* _Written request_:
Copy out the items from the very first line through the line containing "[702,541,762,584]", both included, keeping every line of text and leaving out anything after that point. Multiply each bounding-box coordinate by 2.5 and round to whole numbers, with halves rounding up.

--- start Input ---

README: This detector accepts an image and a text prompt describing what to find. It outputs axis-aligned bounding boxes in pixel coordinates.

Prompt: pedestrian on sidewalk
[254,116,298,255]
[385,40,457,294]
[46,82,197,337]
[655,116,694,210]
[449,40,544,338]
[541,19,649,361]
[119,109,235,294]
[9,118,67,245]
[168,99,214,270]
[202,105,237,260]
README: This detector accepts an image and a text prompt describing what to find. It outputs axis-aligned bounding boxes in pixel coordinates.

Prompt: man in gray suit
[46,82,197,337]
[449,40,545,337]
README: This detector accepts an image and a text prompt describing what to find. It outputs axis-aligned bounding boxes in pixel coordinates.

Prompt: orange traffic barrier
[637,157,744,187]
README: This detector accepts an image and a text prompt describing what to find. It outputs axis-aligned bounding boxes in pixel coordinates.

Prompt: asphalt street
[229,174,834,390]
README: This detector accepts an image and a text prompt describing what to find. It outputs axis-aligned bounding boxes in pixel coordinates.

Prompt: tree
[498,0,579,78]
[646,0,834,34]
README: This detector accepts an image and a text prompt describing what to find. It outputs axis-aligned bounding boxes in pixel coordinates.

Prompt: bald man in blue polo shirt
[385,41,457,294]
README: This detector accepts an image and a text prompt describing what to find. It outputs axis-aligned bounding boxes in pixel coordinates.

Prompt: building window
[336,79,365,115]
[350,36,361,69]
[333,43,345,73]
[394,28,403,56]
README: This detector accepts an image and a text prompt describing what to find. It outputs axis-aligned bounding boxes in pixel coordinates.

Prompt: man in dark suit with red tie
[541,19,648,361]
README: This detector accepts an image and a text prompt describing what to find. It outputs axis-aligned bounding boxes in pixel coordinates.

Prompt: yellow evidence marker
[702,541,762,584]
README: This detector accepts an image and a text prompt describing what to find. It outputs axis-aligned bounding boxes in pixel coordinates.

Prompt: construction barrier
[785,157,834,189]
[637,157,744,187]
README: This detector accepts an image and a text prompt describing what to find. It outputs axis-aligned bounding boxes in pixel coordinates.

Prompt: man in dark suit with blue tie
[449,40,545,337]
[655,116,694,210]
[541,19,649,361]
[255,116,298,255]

--- end Input ---

* _Exercise response_:
README: This detector accepts an image and a text prompt describing what to find. It outputs axis-aligned bounding boxes in pixel coordinates.

Prompt: pedestrian on sidewalk
[635,290,745,638]
[963,100,1143,735]
[115,205,493,843]
[1638,290,1735,525]
[1123,100,1360,845]
[1353,48,1623,903]
[298,273,588,735]
[23,295,168,613]
[420,248,535,675]
[505,263,593,650]
README: This detector accepts an image and a text prompt describing what to find. It outputs axis-aligned bounding boxes in pixel coordinates.

Prompt: man in gray suit
[115,205,493,843]
[1123,100,1363,843]
README: This detector accepts an image and a text prompt describing what to find. It outputs axis-aligned bounding boxes in pixel coordinates.

Prompt: orange traffic barrier
[1593,393,1860,468]
README: This detector accepts an image and a text prompt describing what to find. It outputs axis-aligned bounding boxes in pixel coordinates.

Prompt: asphalt street
[573,435,2085,975]
README: This detector accepts an image and a text prompt describing what to find. It outputs axis-aligned bounding boxes in pixel coordinates.

Prompt: tree
[1245,0,1448,195]
[1615,0,2085,85]
README: This detector accepts an image and a text prompt describing what to find. It outputs axis-aligned bounding boxes in pixel coordinates.

Prompt: bald man in blue polo shirt
[963,103,1143,735]
README: This detector accepts an image and a text prompt describing what to find. It outputs axis-aligned bounding boxes in pixel coordinates.

Prompt: building window
[840,198,913,288]
[875,90,903,173]
[833,108,863,183]
[985,70,1008,140]
README: This detector accepts an image and a text prompt describing what to find. It outputs axis-aligned bounding boxes in pixel coordinates.

Prompt: man in dark suit with red tie
[1353,48,1620,903]
README: This detector accepts an image and a text prompt describing what to find. It outputs axis-aligned bounding boxes in pixel coordinates.

Prompt: yellow evidence marker
[1755,1353,1905,1460]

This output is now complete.